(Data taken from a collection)
+-------+

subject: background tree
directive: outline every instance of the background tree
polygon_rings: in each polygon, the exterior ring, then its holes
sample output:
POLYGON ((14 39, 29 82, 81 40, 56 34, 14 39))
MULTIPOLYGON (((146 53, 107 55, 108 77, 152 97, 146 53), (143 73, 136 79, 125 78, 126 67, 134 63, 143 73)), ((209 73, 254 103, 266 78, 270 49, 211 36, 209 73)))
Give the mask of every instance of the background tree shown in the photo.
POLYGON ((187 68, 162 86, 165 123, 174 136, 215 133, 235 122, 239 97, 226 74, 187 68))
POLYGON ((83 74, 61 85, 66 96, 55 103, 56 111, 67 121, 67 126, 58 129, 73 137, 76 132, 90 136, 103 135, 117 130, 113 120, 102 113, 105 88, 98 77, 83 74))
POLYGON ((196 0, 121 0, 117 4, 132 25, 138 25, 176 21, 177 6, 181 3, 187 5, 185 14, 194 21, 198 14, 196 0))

+-------+

* What you will do: Will you copy every one of the rows above verbatim, without changing a single character?

* The result:
subject: background tree
directive: outline every instance of the background tree
polygon_rings: in each polygon, the exterior ring, then its holes
sample output:
POLYGON ((14 39, 29 82, 81 40, 56 34, 14 39))
MULTIPOLYGON (((146 53, 107 55, 108 77, 152 97, 146 53), (143 73, 136 79, 125 78, 126 67, 134 63, 143 73)), ((209 73, 254 103, 266 78, 270 49, 211 36, 209 73)))
Give the mask of every instance of the background tree shown in the photo.
POLYGON ((187 68, 162 86, 165 123, 174 136, 215 133, 235 122, 239 97, 226 74, 187 68))
POLYGON ((83 74, 61 85, 66 96, 55 103, 56 111, 67 121, 67 126, 58 129, 73 137, 76 132, 90 136, 103 135, 117 130, 113 120, 102 113, 105 88, 98 77, 83 74))
POLYGON ((196 0, 121 0, 117 4, 132 25, 138 25, 176 21, 177 6, 181 3, 187 5, 185 14, 194 21, 198 14, 196 0))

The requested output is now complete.